**** Text segment

The 13th-Century-BCE village is on a list of tentative UNESCO World Heritage sites, but is slated for commercial development.

By Mike Smith | Phys.org | Nov 16, 2017


“It is frozen evidence of the issue of the destroyed villages. That’s why it annoys the Israeli land authority, because they don’t want it turned into a sort of non-official monument for the destroyed villages.”
— architect Shmuel Groag


Near the stone ruins of the home where he says he lived as a boy, Yacoub Odeh laments that his native village on Jerusalem’s hillside may soon be transformed forever.

“I want to come back to my home, to my house, to my village, to my land,” the 77-year-old said.

Lifta, an abandoned former Palestinian village in a bucolic spot at the entrance to Jerusalem, is at the centre of a preservation fight over an Israeli plan to build villas there.

It is a rare example of a village that still exists after its Palestinian inhabitants fled in the 1948 war surrounding the creation of Israel, though its history extends much farther back in time.

The village, in mainly Jewish West Jerusalem, is on a tentative list of UNESCO World Heritage sites, and the World Monuments Fund organization has put it on its list of sites under threat.

********

*Task list:*
A – Reproduce the Lifta article, starting with "The 13th-Century-BCE village" and going on through "be transformed forever.", but swap "stone ruins" for "crumbling remains".
B – Proceed with the Lifta article, picking up after its final sentence.

**** Collected data

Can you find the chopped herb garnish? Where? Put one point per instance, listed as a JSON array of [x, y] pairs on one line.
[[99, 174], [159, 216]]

********

*The results:*
A –
The 13th-Century-BCE village is on a list of tentative UNESCO World Heritage sites, but is slated for commercial development.

By Mike Smith | Phys.org | Nov 16, 2017


“It is frozen evidence of the issue of the destroyed villages. That’s why it annoys the Israeli land authority, because they don’t want it turned into a sort of non-official monument for the destroyed villages.”
— architect Shmuel Groag


Near the crumbling remains of the home where he says he lived as a boy, Yacoub Odeh laments that his native village on Jerusalem’s hillside may soon be transformed forever.

B –
No one lives there anymore, but the remains of stone homes with arched entryways still stand, along with idle olive presses and the ruins of a village mosque.

A natural pool in the village’s center continues to be used for swimming during the sweltering Jerusalem summer, while almond, fig and olive trees dot the surrounding hillsides.

In the face of plans to develop villas, commercial space and a hotel there, a coalition of Israelis and Palestinians have come together to try to preserve it — sometimes for differing reasons.

Palestinians like Odeh who were chased from their homes in 1948 hope to one day have their land back.

Others also want the village to stand as testimony of what happened to Palestinians in 1948 — what they call the Nakba, or catastrophe.